Tal vez en México tengan verificativo como en ningún otro lugar las implicaciones medievales de las carnestolendas: el carnaval, la inversión permitida, el mundo al revés, el exceso gastronómico, excesos todos que nos llevarán al descanso de fin de año: como sea, una válvula de escape a presiones, inconformidades y opresiones sociales. Pero en México esto no se ve previo a la Cuaresma, sino en los días comprendidos entre el 12 de diciembre y el 6 de enero. El famoso Guadalupe-Reyes es un puente formado por una sucesión de festejos que nos vuelven al seno de lo familiar encarnado en la comida. Antes de ello, un último periodo de recogimiento. El Día de Muertos es una conmemoración que ha ido tomando terreno rápidamente en la esfera de lo comercial. Desde el recientemente inventado desfile de catrinas gigantes y de carros alegóricos, residuos de la filmación de Spectre, parece que hemos dado en el clavo del efectismo festivo que permite salir a las calles a festejar “una tradición” y que deja en lo privado el altar doméstico, la añoranza de que los que se fueron, vuelvan sobre sus espectrales pasos a comer lo que los vivos prepararon para ellos.

### Objetivo del ejercicio
Según el texto sobre las fiestas mexicanas, ¿entre qué fechas se viven en México los excesos propios del carnaval?

Entradas guardadas
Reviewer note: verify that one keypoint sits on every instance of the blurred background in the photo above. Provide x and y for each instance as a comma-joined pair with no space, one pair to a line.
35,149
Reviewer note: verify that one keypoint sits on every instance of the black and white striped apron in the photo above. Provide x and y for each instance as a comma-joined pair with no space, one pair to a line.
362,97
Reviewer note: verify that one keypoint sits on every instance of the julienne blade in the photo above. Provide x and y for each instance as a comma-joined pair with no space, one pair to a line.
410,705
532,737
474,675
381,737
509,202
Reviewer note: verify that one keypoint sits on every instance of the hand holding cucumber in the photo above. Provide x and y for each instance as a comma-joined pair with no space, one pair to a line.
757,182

### Respuesta escrita
Entre el 12 de diciembre y el 6 de enero.